** start LISTING **

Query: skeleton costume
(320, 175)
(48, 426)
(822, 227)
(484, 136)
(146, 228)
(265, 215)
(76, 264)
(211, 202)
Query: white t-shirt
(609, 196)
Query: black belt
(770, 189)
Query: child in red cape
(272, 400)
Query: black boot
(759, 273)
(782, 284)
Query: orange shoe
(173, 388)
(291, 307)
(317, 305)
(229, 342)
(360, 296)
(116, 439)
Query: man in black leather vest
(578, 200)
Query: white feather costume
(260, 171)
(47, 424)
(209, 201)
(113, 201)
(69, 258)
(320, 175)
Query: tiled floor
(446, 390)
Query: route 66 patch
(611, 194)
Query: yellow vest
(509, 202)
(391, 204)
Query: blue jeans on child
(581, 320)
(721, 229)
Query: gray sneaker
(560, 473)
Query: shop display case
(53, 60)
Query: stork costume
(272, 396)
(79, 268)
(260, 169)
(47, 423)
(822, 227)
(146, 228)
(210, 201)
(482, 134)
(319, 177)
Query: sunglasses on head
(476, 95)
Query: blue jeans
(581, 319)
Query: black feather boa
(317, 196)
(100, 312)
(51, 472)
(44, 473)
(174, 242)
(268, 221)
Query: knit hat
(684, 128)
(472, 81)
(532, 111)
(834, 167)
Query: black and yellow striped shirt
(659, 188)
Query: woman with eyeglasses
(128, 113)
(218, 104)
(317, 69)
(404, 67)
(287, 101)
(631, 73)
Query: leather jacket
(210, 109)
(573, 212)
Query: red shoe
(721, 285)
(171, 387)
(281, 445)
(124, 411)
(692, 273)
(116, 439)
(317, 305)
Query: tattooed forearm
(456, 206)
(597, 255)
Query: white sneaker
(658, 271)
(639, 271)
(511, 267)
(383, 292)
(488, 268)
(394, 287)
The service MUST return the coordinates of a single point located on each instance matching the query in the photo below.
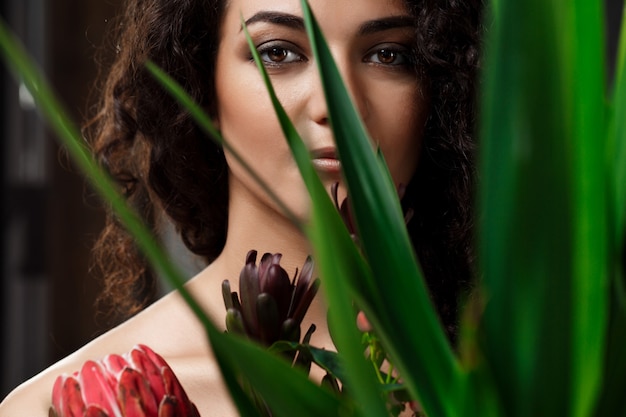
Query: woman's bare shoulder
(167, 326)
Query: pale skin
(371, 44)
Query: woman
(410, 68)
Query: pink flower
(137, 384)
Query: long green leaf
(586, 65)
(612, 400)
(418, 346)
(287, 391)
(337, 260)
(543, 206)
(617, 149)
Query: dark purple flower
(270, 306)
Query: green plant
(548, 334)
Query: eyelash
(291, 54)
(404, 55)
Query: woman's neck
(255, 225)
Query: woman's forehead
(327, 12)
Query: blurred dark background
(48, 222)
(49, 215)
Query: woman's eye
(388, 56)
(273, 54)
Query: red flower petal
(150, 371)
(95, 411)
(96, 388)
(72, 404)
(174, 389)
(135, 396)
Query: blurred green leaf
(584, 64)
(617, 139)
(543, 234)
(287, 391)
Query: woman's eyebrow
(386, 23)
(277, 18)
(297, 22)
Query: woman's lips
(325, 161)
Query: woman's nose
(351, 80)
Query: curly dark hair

** end LISTING **

→ **SET TASK**
Render all of the records above as a numbered list with one line per item, leaving out blank lines and the pictures.

→ **RESPONSE TO THIS TASK**
1. Query: skeleton costume
2. (320, 175)
3. (48, 426)
4. (822, 227)
5. (484, 136)
6. (146, 228)
7. (265, 215)
8. (76, 264)
9. (211, 202)
10. Query: white t-shirt
11. (609, 196)
12. Query: black belt
13. (770, 189)
14. Query: child in red cape
15. (272, 400)
16. Query: black boot
17. (759, 273)
18. (782, 284)
19. Query: orange shoe
20. (173, 388)
21. (291, 307)
22. (317, 305)
23. (229, 342)
24. (360, 296)
25. (116, 439)
26. Query: man in black leather vest
27. (578, 200)
28. Query: white feather costume
29. (260, 171)
30. (47, 424)
31. (209, 201)
32. (113, 201)
33. (69, 258)
34. (320, 175)
35. Query: tiled floor
36. (446, 390)
37. Query: route 66 patch
38. (611, 194)
39. Query: yellow vest
40. (509, 202)
41. (391, 204)
42. Query: blue jeans on child
43. (581, 320)
44. (721, 229)
45. Query: gray sneaker
46. (560, 473)
47. Query: shop display case
48. (53, 60)
49. Query: stork costume
50. (272, 396)
51. (79, 268)
52. (260, 169)
53. (47, 423)
54. (822, 227)
55. (146, 228)
56. (210, 201)
57. (482, 134)
58. (319, 177)
59. Query: sunglasses on head
60. (476, 95)
61. Query: blue jeans
62. (581, 319)
63. Query: black feather boa
64. (317, 196)
65. (100, 312)
66. (51, 472)
67. (44, 473)
68. (174, 242)
69. (268, 221)
70. Query: knit hat
71. (684, 128)
72. (472, 81)
73. (532, 111)
74. (834, 167)
75. Query: black and yellow striped shirt
76. (659, 188)
77. Query: woman with eyeglasses
78. (128, 113)
79. (218, 104)
80. (317, 69)
81. (404, 67)
82. (287, 101)
83. (631, 73)
84. Query: leather jacket
85. (210, 109)
86. (573, 212)
87. Query: red shoe
88. (721, 285)
89. (171, 387)
90. (281, 445)
91. (124, 411)
92. (692, 273)
93. (116, 439)
94. (317, 305)
95. Query: tattooed forearm
96. (456, 206)
97. (597, 255)
98. Query: white sneaker
99. (658, 271)
100. (639, 271)
101. (511, 267)
102. (383, 292)
103. (488, 268)
104. (394, 287)
105. The service MUST return the coordinates of a single point located on each instance matching the query in the photo below.
106. Query: woman's bare shoulder
107. (167, 326)
108. Query: pale skin
109. (371, 44)
110. Query: woman
111. (410, 68)
112. Query: pink flower
113. (137, 384)
114. Query: long green leaf
115. (586, 65)
116. (612, 400)
117. (418, 346)
118. (287, 391)
119. (337, 260)
120. (543, 206)
121. (617, 149)
122. Query: dark purple flower
123. (270, 306)
124. Query: green plant
125. (548, 334)
126. Query: eyelash
127. (291, 54)
128. (404, 55)
129. Query: woman's neck
130. (255, 225)
131. Query: woman's forehead
132. (327, 12)
133. Query: blurred dark background
134. (48, 222)
135. (49, 215)
136. Query: woman's eye
137. (388, 56)
138. (273, 54)
139. Query: red flower petal
140. (150, 371)
141. (95, 411)
142. (96, 388)
143. (72, 404)
144. (174, 389)
145. (135, 396)
146. Query: blurred green leaf
147. (584, 64)
148. (617, 139)
149. (543, 234)
150. (287, 391)
151. Query: woman's eyebrow
152. (386, 23)
153. (277, 18)
154. (297, 22)
155. Query: woman's lips
156. (325, 161)
157. Query: woman's nose
158. (351, 80)
159. Query: curly dark hair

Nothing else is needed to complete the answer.